**Set exercise:** Please rewrite the lines of the records from the line that has "Please identify the green" through the last line of the records, keeping every line and shifting each number in the coordinate answers by -110.

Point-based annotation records

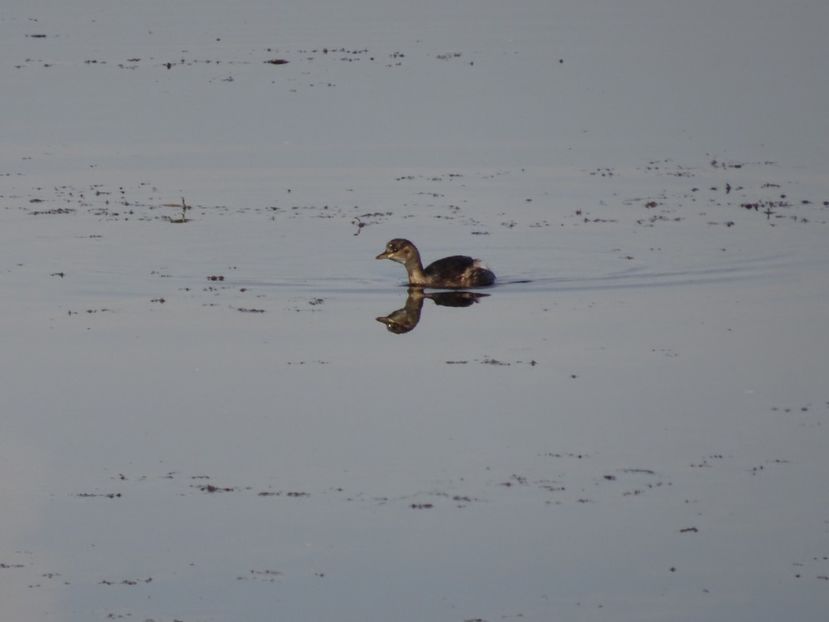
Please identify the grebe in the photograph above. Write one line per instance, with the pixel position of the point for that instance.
(456, 272)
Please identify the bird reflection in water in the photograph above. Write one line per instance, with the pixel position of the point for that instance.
(405, 319)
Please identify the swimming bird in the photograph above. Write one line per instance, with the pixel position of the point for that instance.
(455, 272)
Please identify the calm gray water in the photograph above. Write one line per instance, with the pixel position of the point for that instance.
(204, 420)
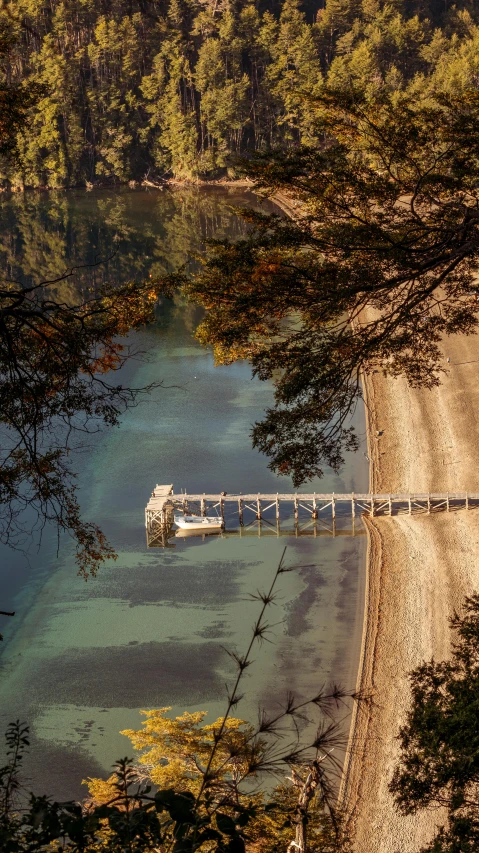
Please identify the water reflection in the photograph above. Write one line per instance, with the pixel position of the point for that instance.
(80, 659)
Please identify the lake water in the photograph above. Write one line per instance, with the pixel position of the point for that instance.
(81, 658)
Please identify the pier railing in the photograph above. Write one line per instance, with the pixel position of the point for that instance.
(299, 506)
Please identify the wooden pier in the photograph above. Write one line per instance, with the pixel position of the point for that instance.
(324, 508)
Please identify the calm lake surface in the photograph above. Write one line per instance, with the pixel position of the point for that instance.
(81, 659)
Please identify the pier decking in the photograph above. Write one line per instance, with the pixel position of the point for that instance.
(301, 506)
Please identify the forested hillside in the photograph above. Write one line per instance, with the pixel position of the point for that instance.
(180, 87)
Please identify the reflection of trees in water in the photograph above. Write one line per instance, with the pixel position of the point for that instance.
(139, 232)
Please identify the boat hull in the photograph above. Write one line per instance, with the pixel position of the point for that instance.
(197, 523)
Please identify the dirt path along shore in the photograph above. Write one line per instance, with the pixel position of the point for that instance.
(420, 569)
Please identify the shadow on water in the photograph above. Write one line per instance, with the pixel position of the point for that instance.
(81, 659)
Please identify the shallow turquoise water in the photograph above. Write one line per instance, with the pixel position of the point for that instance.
(80, 659)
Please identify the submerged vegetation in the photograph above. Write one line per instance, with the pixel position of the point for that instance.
(135, 88)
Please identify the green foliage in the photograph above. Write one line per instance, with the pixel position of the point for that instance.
(137, 87)
(205, 800)
(439, 763)
(380, 264)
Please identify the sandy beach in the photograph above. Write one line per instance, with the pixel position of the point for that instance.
(420, 568)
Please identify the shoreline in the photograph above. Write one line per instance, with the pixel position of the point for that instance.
(419, 569)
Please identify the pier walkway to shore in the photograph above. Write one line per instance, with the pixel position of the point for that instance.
(300, 506)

**Finished exercise:**
Please identify the green foliage in the photograph above. Write one line per instance, with the pixel position of the point for that instance.
(27, -23)
(95, 690)
(329, 653)
(270, 154)
Please identify the sandy beach in the photograph above. Write one line per instance, with the pixel position of the point for that instance.
(310, 458)
Please identify the shoreline in the photograph above. Write one line per instance, with the pixel position of the point for that instance.
(309, 459)
Please identify the pier walkway to shore in the photograph above. Write one line per instance, with the pixel position of the point for that instance.
(190, 396)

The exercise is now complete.